■ Directions for this task: Collect every line of the records that contains the word "railway", matching case exactly.

[Records for the exercise start]

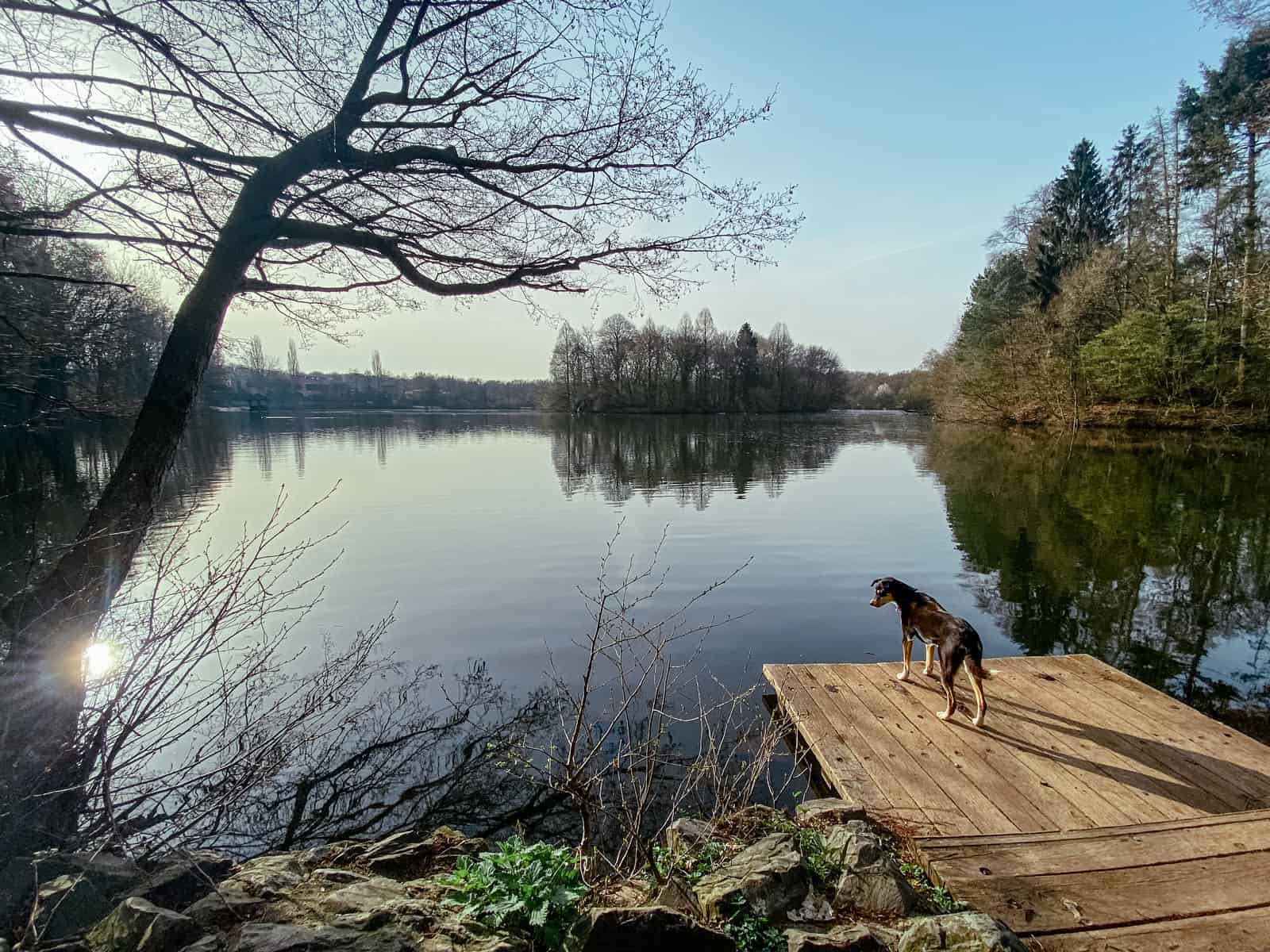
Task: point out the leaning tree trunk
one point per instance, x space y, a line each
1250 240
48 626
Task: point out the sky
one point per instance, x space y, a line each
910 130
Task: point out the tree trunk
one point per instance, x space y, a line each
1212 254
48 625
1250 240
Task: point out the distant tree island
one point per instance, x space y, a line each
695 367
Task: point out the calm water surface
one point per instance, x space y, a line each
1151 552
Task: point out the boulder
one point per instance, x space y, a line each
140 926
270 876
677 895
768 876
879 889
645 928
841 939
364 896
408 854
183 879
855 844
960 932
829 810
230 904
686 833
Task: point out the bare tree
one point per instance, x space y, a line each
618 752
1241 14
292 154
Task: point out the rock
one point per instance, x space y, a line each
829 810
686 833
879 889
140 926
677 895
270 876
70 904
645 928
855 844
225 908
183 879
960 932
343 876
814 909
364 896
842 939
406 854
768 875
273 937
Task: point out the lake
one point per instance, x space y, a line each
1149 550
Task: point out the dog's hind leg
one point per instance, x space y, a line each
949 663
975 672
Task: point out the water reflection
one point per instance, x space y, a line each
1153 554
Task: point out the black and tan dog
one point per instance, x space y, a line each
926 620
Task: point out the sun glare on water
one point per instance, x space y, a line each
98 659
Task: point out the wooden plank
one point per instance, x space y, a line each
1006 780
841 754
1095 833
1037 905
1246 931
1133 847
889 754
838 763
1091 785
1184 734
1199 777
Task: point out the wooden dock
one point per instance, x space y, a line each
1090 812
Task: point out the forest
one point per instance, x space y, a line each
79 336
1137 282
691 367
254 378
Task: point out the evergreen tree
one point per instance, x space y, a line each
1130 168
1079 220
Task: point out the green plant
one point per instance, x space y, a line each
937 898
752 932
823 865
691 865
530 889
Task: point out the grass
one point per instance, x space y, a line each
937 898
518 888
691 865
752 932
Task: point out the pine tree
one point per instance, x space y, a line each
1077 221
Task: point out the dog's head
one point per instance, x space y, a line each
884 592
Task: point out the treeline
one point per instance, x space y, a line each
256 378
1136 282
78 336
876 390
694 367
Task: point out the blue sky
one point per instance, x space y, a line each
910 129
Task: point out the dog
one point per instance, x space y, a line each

[Records for the exercise end]
[Records for the exercise start]

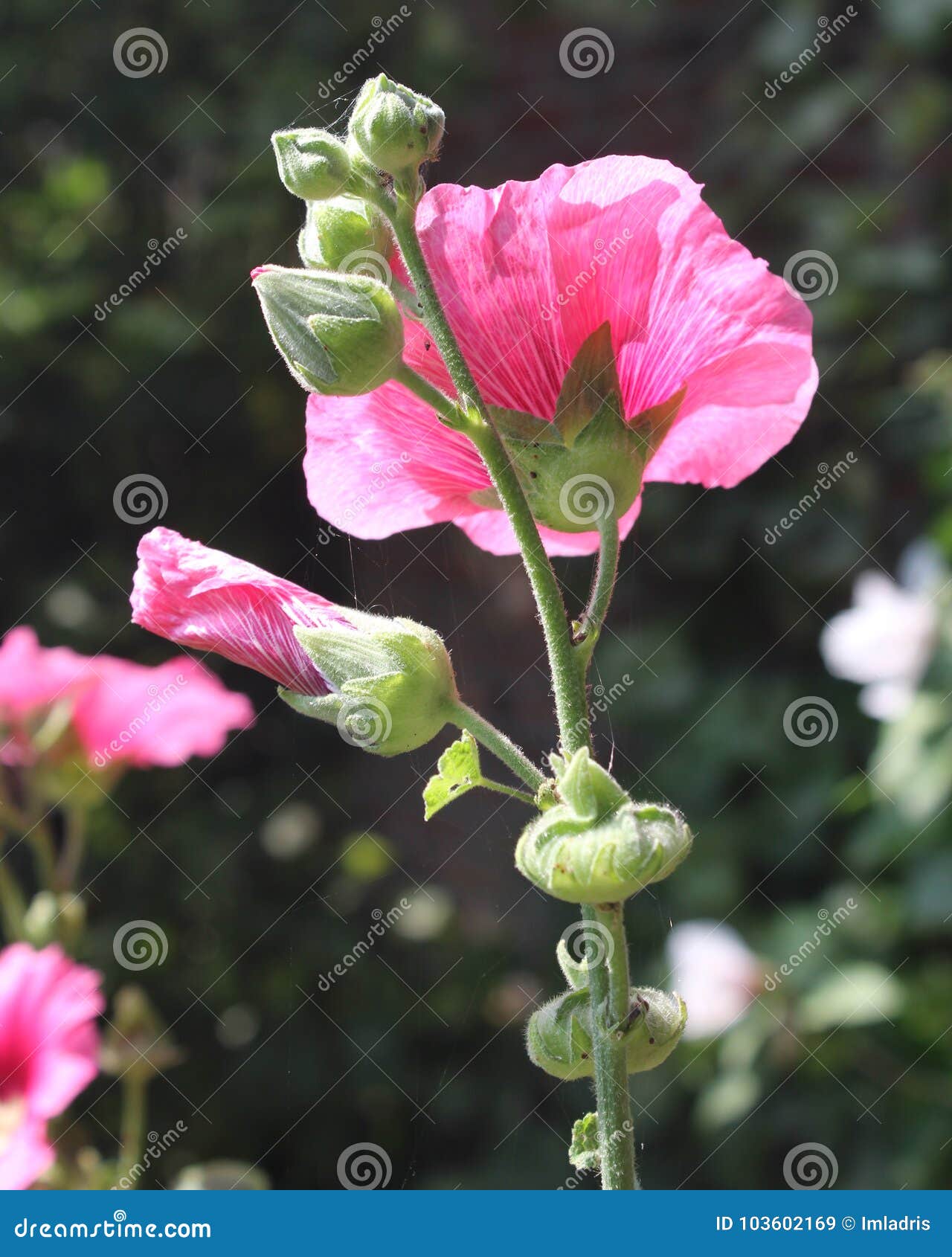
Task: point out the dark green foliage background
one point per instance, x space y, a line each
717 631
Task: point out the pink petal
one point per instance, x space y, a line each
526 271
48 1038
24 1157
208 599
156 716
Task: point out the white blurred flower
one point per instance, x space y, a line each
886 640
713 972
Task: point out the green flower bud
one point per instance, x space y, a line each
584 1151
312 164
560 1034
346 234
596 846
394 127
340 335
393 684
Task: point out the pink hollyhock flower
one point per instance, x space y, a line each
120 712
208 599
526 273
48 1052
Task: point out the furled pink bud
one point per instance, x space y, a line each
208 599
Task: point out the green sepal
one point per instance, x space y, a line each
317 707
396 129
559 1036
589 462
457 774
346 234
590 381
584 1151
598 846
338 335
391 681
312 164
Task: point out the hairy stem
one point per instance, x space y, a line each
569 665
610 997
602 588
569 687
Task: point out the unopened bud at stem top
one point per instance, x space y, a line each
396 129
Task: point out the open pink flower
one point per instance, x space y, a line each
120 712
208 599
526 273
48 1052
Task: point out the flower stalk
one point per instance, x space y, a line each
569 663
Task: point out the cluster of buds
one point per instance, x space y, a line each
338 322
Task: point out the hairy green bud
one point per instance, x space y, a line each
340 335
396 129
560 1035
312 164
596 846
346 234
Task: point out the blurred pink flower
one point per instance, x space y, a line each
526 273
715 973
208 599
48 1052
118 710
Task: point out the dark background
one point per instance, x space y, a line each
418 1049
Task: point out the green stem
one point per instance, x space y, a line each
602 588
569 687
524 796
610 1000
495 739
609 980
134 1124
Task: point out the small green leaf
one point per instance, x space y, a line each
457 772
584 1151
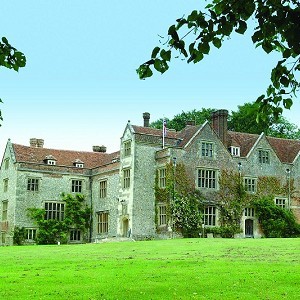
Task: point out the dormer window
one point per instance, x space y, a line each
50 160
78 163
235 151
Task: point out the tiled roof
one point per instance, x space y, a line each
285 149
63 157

[Records for the exercise end]
[Records for the exercise start]

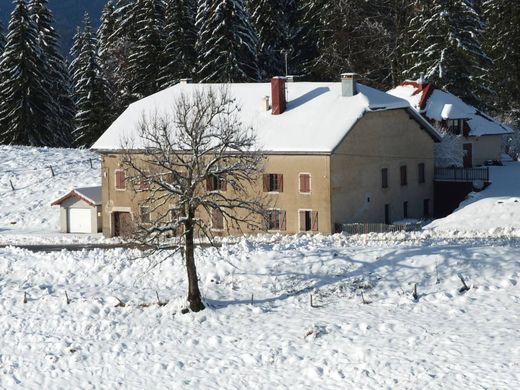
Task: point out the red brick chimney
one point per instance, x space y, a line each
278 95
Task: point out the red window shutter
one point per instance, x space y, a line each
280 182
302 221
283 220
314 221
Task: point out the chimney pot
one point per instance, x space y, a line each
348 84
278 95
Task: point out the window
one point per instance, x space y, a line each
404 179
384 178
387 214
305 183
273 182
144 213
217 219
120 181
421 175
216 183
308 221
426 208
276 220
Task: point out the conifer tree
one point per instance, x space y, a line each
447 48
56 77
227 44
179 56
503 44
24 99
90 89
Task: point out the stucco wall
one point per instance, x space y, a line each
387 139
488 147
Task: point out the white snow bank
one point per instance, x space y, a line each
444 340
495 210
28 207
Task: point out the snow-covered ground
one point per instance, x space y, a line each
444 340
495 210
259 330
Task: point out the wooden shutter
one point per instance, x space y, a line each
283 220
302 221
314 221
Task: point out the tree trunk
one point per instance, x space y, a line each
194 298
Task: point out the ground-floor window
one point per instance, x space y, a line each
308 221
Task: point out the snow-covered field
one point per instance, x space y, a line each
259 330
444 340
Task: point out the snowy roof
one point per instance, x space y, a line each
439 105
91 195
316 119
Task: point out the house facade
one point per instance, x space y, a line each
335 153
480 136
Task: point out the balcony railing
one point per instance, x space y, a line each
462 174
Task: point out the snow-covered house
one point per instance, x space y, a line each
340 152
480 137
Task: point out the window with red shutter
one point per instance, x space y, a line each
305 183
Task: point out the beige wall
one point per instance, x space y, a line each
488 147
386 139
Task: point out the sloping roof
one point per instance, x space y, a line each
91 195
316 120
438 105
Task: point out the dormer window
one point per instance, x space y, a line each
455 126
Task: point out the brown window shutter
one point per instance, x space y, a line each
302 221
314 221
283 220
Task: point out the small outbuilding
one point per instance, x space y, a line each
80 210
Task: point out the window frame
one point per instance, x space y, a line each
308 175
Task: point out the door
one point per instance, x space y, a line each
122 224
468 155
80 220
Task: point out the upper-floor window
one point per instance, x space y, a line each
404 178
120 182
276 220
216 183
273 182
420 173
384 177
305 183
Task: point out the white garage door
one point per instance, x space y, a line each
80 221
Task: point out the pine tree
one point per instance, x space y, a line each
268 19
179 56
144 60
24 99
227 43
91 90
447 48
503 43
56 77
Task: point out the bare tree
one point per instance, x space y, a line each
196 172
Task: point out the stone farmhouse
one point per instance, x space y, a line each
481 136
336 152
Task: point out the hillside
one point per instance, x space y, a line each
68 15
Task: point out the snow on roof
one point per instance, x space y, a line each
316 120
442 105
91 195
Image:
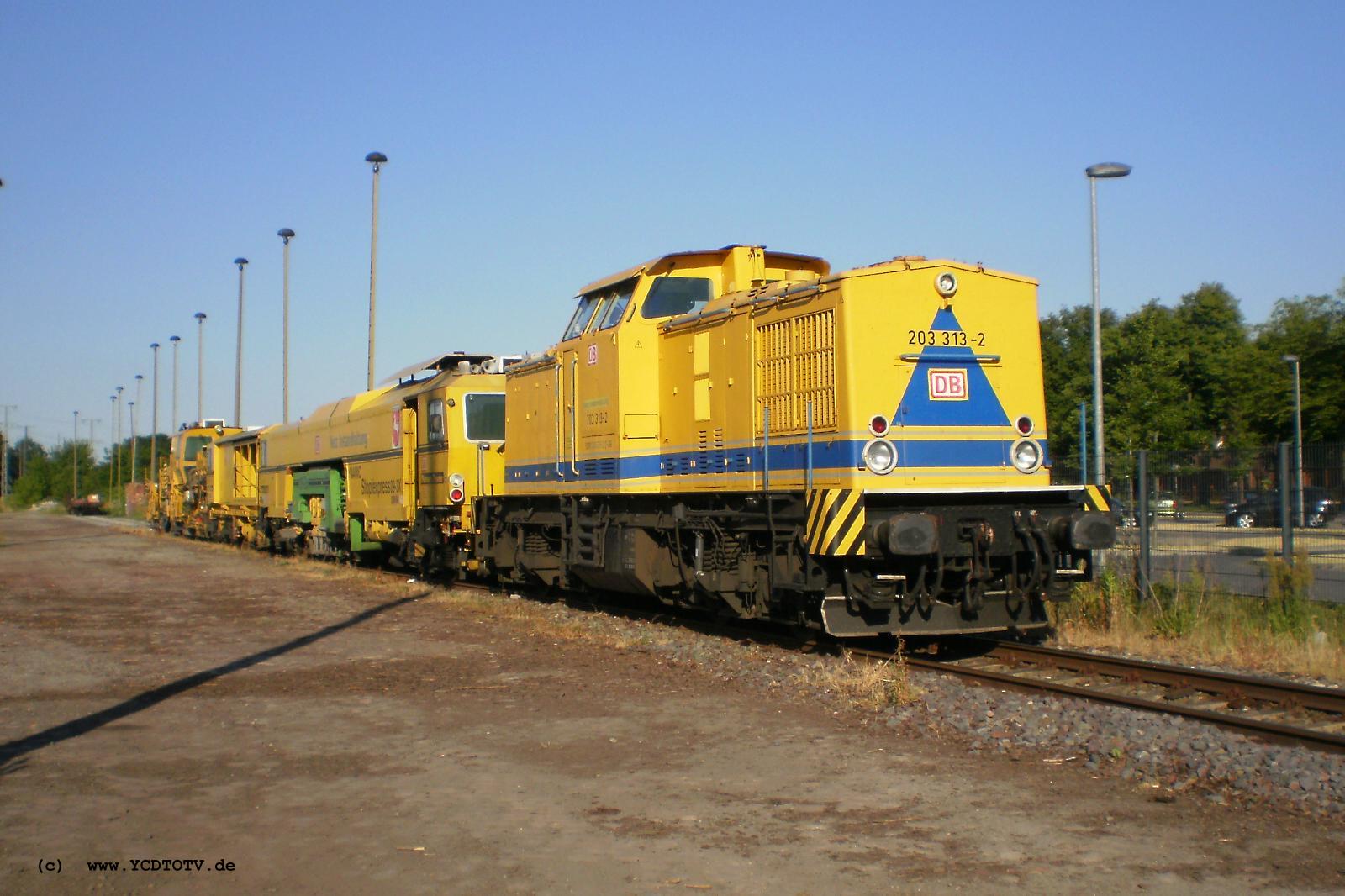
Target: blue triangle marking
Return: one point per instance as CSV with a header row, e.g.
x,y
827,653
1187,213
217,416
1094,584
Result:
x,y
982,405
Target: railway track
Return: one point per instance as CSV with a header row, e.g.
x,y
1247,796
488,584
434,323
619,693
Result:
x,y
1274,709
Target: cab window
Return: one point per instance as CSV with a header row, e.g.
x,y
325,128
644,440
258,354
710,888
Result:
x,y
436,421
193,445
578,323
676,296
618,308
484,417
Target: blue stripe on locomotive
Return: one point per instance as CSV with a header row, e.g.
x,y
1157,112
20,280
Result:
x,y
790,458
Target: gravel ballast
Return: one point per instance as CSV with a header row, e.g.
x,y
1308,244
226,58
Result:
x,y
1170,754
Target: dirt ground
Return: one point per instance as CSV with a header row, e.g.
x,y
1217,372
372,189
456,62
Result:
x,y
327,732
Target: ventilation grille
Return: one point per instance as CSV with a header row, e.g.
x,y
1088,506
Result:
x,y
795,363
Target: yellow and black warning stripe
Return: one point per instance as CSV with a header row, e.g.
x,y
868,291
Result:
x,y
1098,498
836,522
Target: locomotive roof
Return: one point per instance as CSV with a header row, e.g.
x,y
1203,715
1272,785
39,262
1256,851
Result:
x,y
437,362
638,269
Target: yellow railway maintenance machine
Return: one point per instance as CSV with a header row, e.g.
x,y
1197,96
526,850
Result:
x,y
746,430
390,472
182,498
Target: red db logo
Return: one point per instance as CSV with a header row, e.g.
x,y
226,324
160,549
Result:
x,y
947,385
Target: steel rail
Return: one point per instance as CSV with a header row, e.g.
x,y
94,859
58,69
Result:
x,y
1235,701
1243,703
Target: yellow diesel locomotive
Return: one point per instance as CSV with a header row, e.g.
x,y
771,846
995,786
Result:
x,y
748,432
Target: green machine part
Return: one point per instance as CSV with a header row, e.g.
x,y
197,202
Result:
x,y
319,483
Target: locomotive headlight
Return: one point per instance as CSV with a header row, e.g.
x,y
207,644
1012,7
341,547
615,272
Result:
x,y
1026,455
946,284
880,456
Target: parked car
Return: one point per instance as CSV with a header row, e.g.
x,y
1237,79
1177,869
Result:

[Records for the exercise end]

■ Problem solution:
Target: railway track
Target: yellow railway maintenance machine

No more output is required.